------ Data shown ------

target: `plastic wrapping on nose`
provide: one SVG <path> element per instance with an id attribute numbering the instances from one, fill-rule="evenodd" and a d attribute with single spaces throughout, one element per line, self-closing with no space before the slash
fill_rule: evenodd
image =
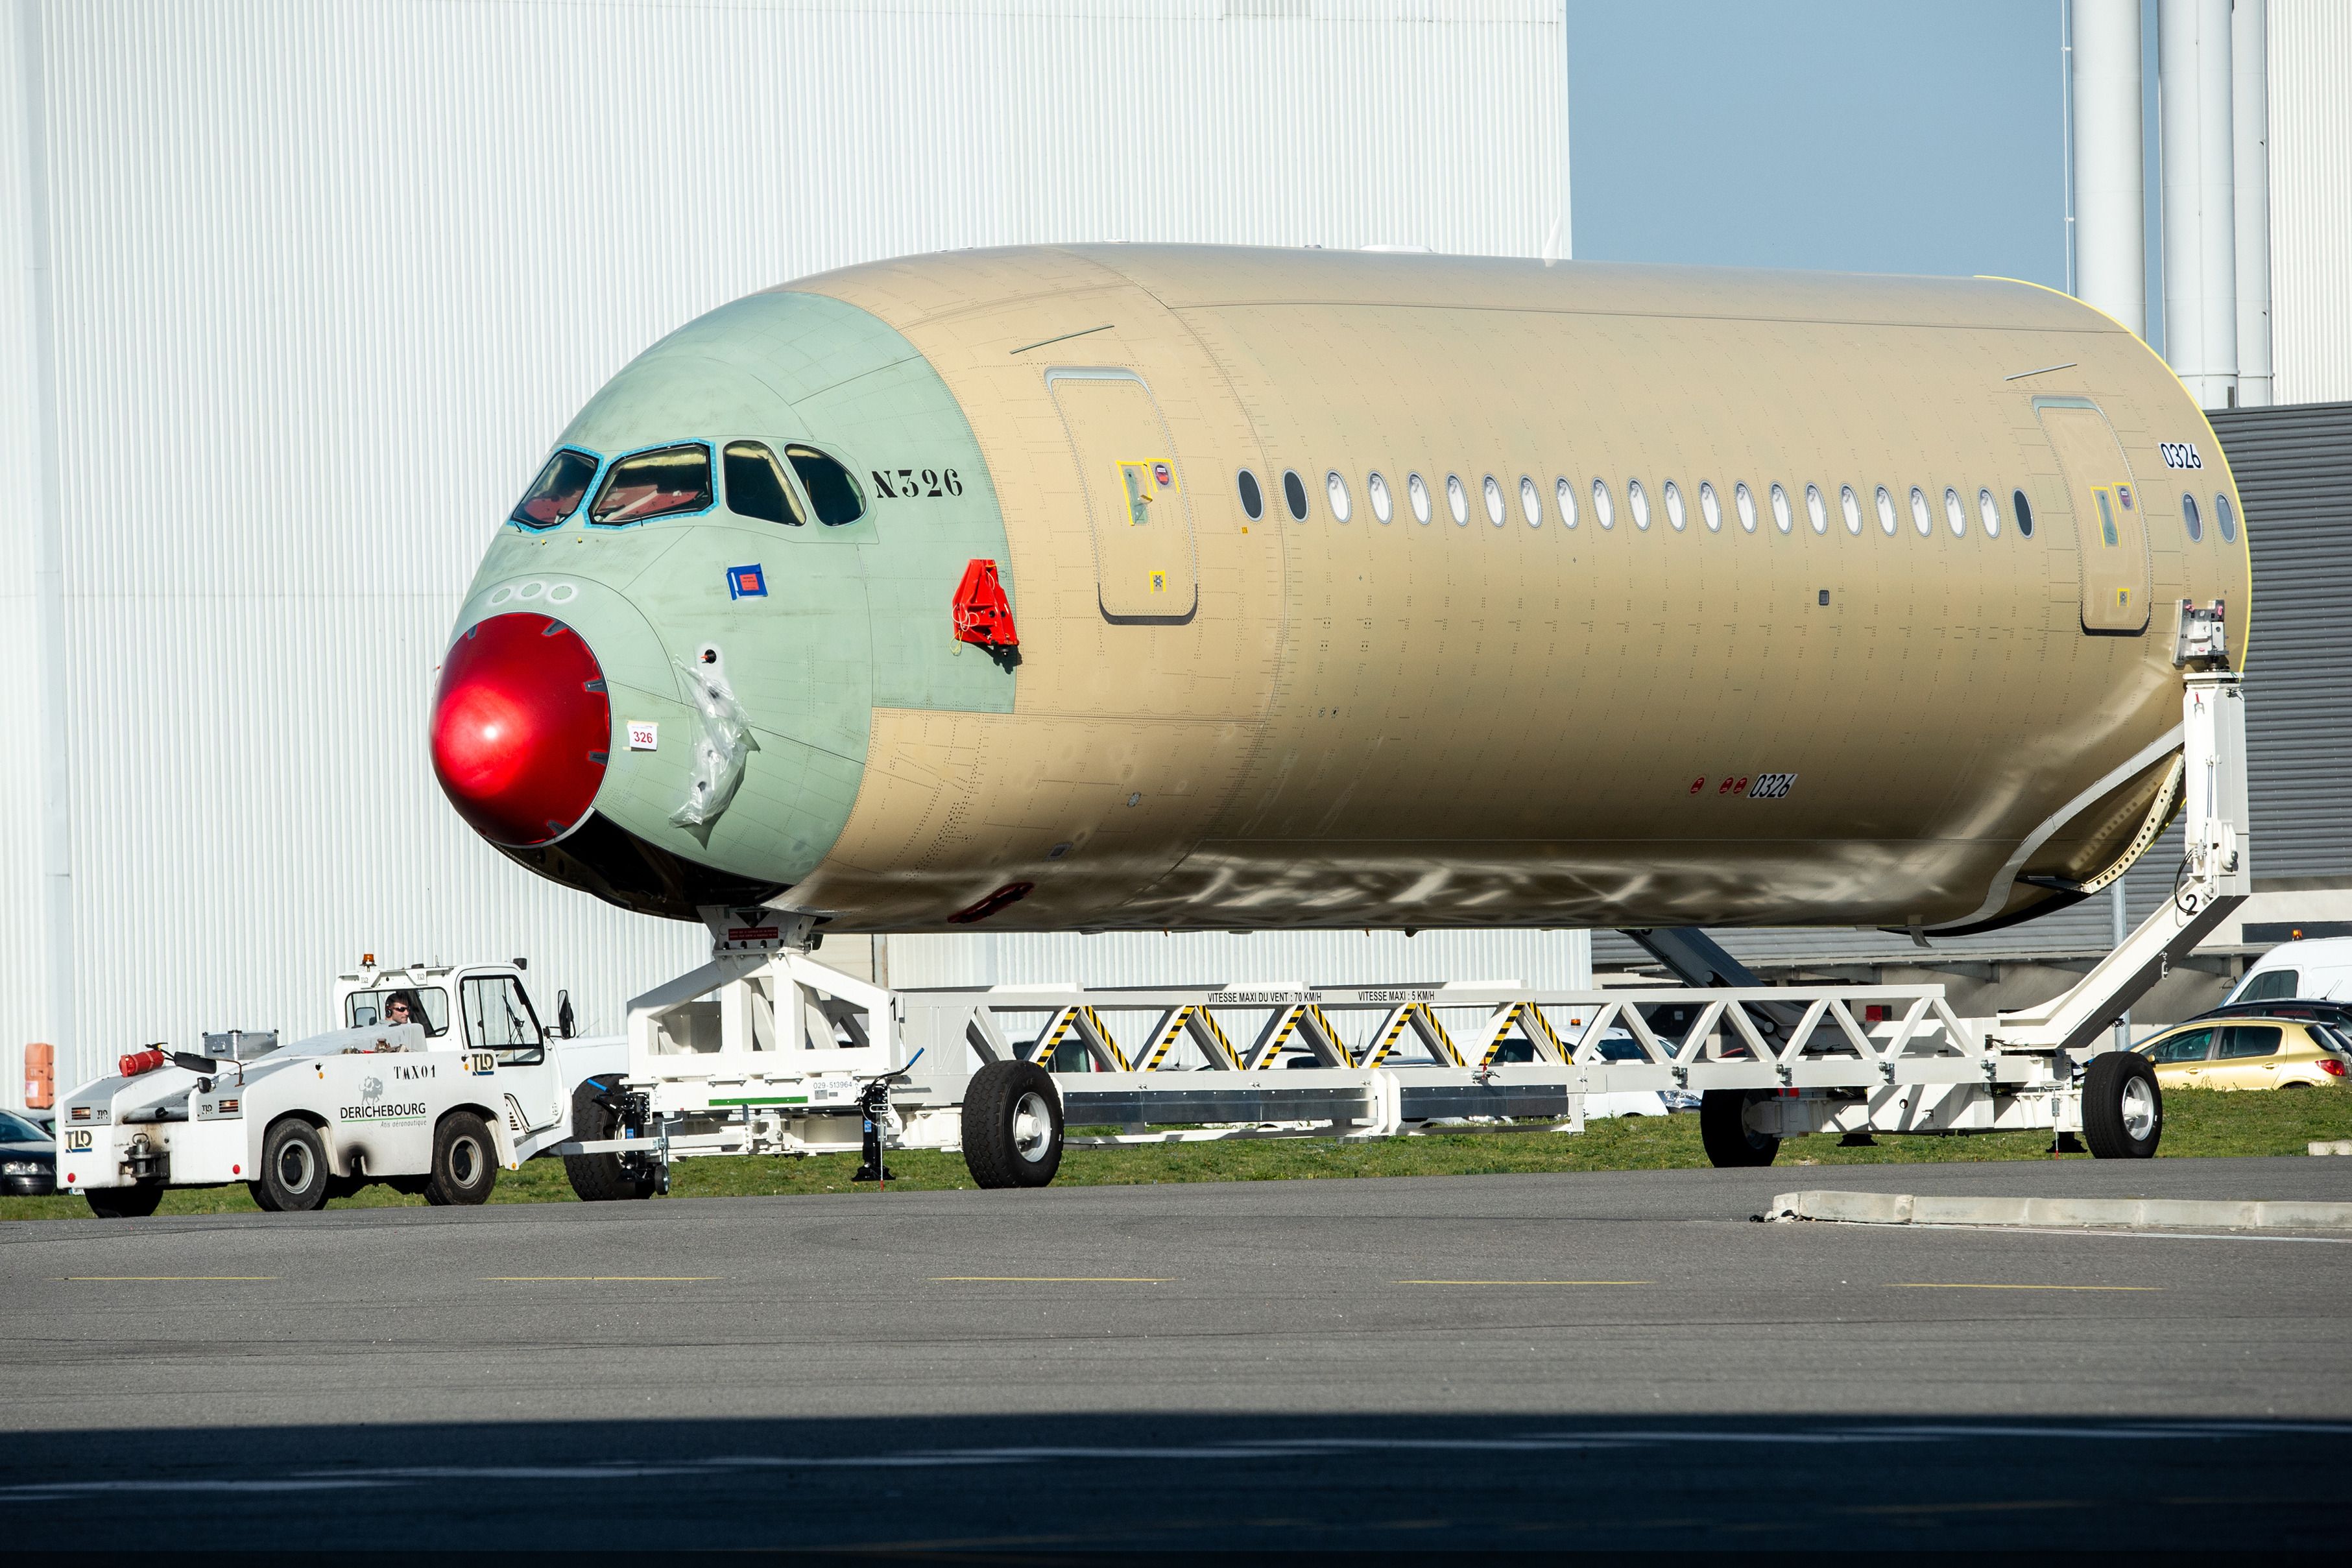
<path id="1" fill-rule="evenodd" d="M 715 664 L 675 661 L 686 677 L 687 701 L 699 716 L 694 740 L 694 771 L 686 800 L 669 814 L 675 825 L 708 830 L 735 800 L 743 785 L 745 759 L 760 749 L 751 738 L 751 721 L 743 716 L 727 677 Z"/>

------

## Instructions to follow:
Write out all the entries exactly, except for the pictures.

## The completed task:
target: `plastic wrapping on nose`
provide: one SVG <path> element per instance with an id attribute numbering the instances from one, fill-rule="evenodd" and a d attribute with single spaces throughout, one element per line, self-closing with no space before the slash
fill_rule: evenodd
image =
<path id="1" fill-rule="evenodd" d="M 715 664 L 675 661 L 686 677 L 687 701 L 699 716 L 694 740 L 694 771 L 686 800 L 669 814 L 675 825 L 708 830 L 735 800 L 743 785 L 745 759 L 760 749 L 751 738 L 751 721 L 743 716 L 727 677 Z"/>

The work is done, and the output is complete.